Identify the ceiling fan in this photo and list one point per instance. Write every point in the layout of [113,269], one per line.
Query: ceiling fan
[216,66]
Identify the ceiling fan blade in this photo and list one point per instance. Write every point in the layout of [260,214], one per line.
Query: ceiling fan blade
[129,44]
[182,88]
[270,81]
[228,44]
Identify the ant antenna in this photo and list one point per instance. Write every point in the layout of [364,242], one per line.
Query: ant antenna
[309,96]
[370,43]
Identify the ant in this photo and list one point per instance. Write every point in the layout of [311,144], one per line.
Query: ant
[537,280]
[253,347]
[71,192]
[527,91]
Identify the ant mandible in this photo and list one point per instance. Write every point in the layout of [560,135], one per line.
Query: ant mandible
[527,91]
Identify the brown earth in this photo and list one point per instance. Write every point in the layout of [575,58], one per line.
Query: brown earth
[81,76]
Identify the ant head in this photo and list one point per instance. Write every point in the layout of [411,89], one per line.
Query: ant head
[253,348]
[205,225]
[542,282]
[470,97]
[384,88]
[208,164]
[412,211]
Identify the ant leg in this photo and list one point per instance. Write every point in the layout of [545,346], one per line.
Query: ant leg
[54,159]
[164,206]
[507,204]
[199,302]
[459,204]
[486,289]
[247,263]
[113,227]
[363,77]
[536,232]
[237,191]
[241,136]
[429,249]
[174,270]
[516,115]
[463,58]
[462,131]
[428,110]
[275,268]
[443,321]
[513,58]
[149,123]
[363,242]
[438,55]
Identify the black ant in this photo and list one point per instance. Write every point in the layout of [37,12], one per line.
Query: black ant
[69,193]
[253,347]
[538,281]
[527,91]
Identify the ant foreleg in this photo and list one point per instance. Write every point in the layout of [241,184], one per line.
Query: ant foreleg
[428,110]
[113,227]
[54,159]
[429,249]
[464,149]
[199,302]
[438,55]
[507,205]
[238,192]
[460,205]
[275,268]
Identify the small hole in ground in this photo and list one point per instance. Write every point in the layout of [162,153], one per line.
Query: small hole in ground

...

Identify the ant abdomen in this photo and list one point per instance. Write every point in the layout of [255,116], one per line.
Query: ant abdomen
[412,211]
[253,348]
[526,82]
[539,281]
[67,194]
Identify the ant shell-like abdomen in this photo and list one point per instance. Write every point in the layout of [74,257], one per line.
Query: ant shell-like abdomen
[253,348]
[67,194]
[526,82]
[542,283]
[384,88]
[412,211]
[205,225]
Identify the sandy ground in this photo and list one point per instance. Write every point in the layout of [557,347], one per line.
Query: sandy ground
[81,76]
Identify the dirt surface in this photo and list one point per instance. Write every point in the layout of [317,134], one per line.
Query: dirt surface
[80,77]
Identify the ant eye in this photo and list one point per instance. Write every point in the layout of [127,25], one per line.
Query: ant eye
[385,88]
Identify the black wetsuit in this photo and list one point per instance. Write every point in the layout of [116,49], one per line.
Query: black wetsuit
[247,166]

...

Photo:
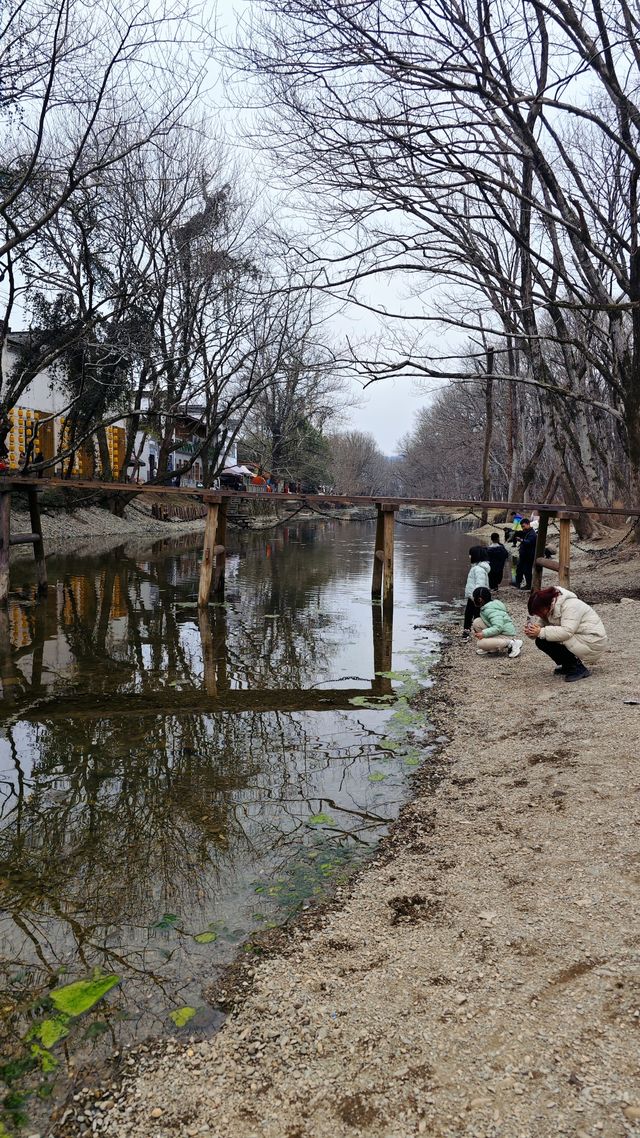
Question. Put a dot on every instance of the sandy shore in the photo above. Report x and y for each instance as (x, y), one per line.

Exercise goal -> Go to the line in the material above that contains "Query: ant shell-like abdomen" and copy exactly from there through the line that contains "Identify the ant eye", stopping after it.

Final answer ->
Query: ant shell-like abdomen
[253,348]
[67,194]
[526,82]
[542,283]
[384,88]
[412,211]
[205,225]
Identify the sandy ground in this photo and list one point per instance. Write every point in the layout of [557,347], one per line.
Query: sandy ground
[81,76]
Identify the dirt surface in this photo and list one point per instance. Write every point in the layout of [317,134], one per line.
Query: dirt surface
[80,77]
Identify the ant eye in this photo and list one point per instance. Write every point in the layout of [127,25], one per line.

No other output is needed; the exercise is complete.